### Work to do
Collect every line in the entries below that contains the word "instance", matching case exactly.

Entries from a dataset:
****************
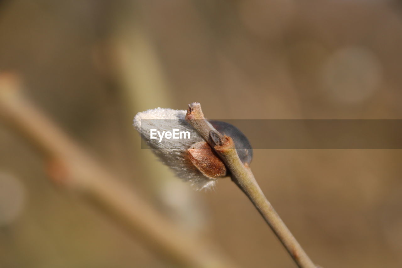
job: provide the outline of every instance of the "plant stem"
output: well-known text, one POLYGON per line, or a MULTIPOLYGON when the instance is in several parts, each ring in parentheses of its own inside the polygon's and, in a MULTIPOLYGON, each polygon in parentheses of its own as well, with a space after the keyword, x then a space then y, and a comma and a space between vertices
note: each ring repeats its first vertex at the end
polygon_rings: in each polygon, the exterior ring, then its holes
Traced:
POLYGON ((21 94, 17 76, 0 73, 0 118, 45 156, 53 182, 80 194, 175 267, 236 265, 208 239, 185 232, 97 162, 21 94))
POLYGON ((265 197, 251 169, 240 160, 232 138, 222 135, 207 123, 198 103, 189 105, 186 119, 221 157, 230 171, 232 180, 252 202, 297 265, 301 268, 316 268, 265 197))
****************
### Result of this exercise
job: provide the outline of every instance of the "plant stem"
output: well-known text, one POLYGON per line, or a MULTIPOLYGON when the instance is in several parts, each ring in parentheses of its own inside the polygon's and, in a MULTIPOLYGON, each polygon in parentheses of its own as well, with a space after the keyword, x then a space then y, and a comma and a space between vertices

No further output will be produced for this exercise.